▶ [EXERCISE AIM] Every record below should be transcribed exactly. Omit the images.

• • • • •

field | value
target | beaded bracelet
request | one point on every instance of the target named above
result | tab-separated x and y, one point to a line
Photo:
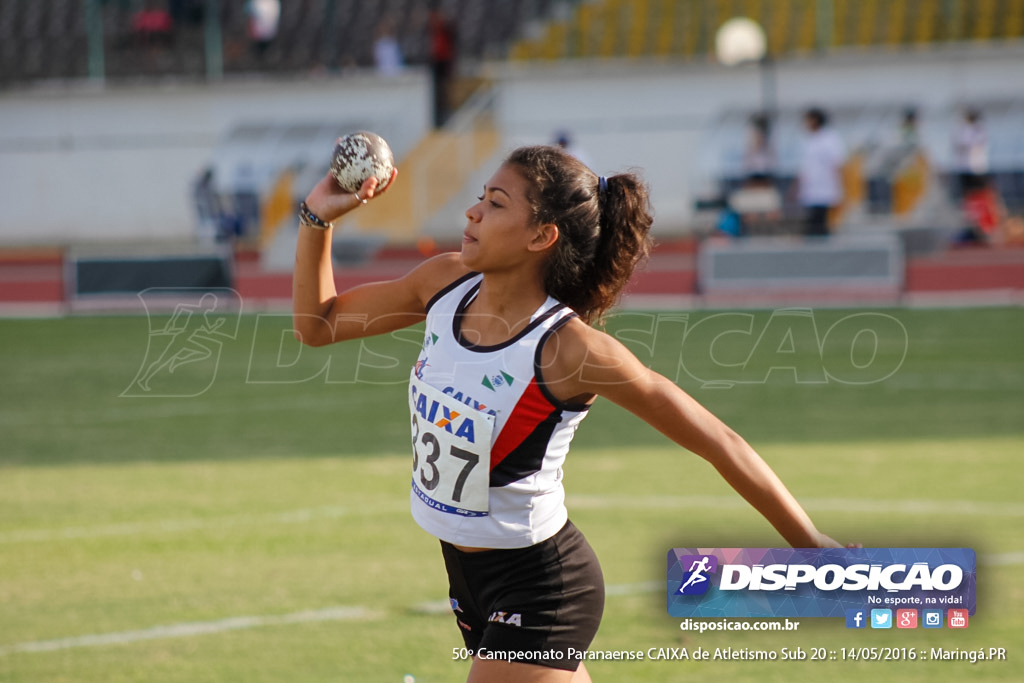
307	217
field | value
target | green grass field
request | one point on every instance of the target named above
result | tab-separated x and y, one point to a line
247	518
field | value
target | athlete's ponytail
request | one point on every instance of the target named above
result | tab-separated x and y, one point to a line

• • • • •

▶ [TASK ANSWER]
field | value
target | beaded bracelet
request | one point on every instance of the target named above
result | tab-separated x and y, one point to a line
Photo:
307	217
field | value
target | green grass field
request | one point on every instance of the target named above
result | tab-separated x and y, one point to a line
247	518
field | value
target | athlete's ponytail
request | one point on every instance of the target named above
result | tab-separated x and y, one point to a line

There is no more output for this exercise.